Reproduce verbatim everything in the listing, from its first line down to and including the line that contains "column 1066, row 474".

++++ DATASET EXTRACT ++++

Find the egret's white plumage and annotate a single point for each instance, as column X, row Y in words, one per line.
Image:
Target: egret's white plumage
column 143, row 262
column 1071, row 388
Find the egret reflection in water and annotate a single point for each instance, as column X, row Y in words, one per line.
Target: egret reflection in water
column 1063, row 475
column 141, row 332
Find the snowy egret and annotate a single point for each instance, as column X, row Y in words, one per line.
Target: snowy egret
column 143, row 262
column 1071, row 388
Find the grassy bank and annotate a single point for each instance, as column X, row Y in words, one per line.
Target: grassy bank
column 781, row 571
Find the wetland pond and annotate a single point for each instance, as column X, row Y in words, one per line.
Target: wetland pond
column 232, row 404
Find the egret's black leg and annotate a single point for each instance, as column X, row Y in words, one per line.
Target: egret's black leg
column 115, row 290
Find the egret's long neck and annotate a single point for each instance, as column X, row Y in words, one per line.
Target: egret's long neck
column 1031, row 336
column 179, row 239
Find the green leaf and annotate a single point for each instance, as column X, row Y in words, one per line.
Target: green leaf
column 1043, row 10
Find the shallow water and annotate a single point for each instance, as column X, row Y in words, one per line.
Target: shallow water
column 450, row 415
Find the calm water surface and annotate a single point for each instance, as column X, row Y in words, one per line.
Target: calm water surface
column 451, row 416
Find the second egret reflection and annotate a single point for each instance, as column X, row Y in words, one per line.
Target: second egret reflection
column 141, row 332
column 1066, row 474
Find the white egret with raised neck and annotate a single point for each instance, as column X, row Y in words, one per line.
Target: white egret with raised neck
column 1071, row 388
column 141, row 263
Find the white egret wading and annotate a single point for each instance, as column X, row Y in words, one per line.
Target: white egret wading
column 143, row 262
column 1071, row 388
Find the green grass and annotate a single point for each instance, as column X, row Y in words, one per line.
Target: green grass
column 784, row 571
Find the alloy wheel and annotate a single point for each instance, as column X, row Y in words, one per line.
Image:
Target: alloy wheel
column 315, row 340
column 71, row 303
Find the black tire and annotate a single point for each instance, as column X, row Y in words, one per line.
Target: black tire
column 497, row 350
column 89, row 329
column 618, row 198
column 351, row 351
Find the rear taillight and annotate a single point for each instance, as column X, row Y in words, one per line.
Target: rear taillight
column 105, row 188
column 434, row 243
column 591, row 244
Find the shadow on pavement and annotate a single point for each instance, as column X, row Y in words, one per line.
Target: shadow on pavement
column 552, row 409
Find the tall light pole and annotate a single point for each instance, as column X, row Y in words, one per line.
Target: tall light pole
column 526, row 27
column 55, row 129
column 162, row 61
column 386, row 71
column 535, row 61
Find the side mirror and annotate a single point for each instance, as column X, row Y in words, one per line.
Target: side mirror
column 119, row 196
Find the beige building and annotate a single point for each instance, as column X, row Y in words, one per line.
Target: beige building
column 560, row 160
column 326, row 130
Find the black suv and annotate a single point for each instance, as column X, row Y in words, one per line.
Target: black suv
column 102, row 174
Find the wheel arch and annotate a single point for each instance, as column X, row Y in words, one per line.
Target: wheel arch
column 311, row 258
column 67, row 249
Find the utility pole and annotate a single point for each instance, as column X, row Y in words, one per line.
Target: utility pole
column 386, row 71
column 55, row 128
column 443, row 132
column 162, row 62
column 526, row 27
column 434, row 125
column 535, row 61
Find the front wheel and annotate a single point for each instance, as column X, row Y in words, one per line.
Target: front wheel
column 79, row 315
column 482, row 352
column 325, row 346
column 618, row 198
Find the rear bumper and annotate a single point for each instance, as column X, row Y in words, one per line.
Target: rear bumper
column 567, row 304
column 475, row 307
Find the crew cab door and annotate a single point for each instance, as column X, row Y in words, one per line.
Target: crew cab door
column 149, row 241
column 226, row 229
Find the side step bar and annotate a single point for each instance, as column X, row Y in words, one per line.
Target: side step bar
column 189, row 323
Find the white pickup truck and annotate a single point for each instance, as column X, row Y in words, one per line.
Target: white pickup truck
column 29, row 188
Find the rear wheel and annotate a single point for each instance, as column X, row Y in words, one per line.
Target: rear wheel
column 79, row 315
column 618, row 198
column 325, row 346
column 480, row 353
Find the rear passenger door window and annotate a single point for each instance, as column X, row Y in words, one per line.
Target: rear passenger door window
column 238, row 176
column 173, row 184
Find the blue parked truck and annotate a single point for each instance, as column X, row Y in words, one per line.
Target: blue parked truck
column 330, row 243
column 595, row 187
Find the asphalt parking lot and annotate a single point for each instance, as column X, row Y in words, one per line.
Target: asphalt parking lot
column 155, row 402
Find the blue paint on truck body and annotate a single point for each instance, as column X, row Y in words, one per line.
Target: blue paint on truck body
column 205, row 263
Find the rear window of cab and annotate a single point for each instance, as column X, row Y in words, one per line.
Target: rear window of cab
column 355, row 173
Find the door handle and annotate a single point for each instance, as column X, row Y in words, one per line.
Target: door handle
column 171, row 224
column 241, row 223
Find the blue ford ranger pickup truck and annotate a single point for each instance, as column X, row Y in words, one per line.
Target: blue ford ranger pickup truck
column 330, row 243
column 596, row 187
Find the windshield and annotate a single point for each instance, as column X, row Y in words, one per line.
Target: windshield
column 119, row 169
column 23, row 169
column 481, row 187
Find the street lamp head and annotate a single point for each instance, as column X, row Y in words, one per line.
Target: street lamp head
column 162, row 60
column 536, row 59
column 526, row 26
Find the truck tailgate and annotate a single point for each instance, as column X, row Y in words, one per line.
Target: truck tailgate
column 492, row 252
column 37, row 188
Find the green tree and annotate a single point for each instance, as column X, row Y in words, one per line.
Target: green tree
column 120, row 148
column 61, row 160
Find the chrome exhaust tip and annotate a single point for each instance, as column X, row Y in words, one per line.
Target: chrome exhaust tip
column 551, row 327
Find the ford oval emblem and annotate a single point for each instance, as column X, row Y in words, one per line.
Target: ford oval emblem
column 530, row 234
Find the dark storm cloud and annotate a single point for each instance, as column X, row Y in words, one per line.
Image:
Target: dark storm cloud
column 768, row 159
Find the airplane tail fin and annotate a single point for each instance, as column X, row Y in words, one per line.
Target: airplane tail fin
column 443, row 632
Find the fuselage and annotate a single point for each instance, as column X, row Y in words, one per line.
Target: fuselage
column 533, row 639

++++

**COMPLETE OUTPUT**
Find the egret's white plumage and annotate a single point for each instance, as column X, row Y in words, one per line.
Image:
Target: egret's white plumage
column 143, row 262
column 1071, row 388
Find the egret reflection in water and annotate a single point for each instance, as column X, row Y in words, one per line.
Target: egret reflection in water
column 1063, row 475
column 141, row 332
Find the snowy egret and annotate a single point for each instance, as column X, row Y in words, one per line.
Target: snowy egret
column 143, row 262
column 1071, row 388
Find the grassy bank and annotate a single point for each instance, as column X, row Y in words, one per line.
Target: grassy bank
column 781, row 571
Find the wetland pond and annotate a single point for each instance, as column X, row Y in words, one per line.
Target: wetland pond
column 232, row 404
Find the egret's black leg and annotate a single point for each instance, as column X, row Y in words, one per line.
Target: egret's black leg
column 115, row 290
Find the egret's long neck and annotate a single point for each instance, as column X, row Y in words, one per line.
Target: egret's long neck
column 1031, row 336
column 179, row 239
Find the green leaf and annotate a single point for each instance, as column X, row Y in words, one per line.
Target: green leaf
column 1043, row 10
Find the shallow water and annotate a single point for each instance, as column X, row Y in words, one per line.
Target: shallow water
column 450, row 415
Find the calm water surface and annotate a single point for each instance, as column X, row Y in words, one per line.
Target: calm water surface
column 451, row 416
Find the second egret reflection and annotate a single point for each instance, as column X, row Y in words, one per line.
Target: second egret reflection
column 141, row 332
column 1066, row 474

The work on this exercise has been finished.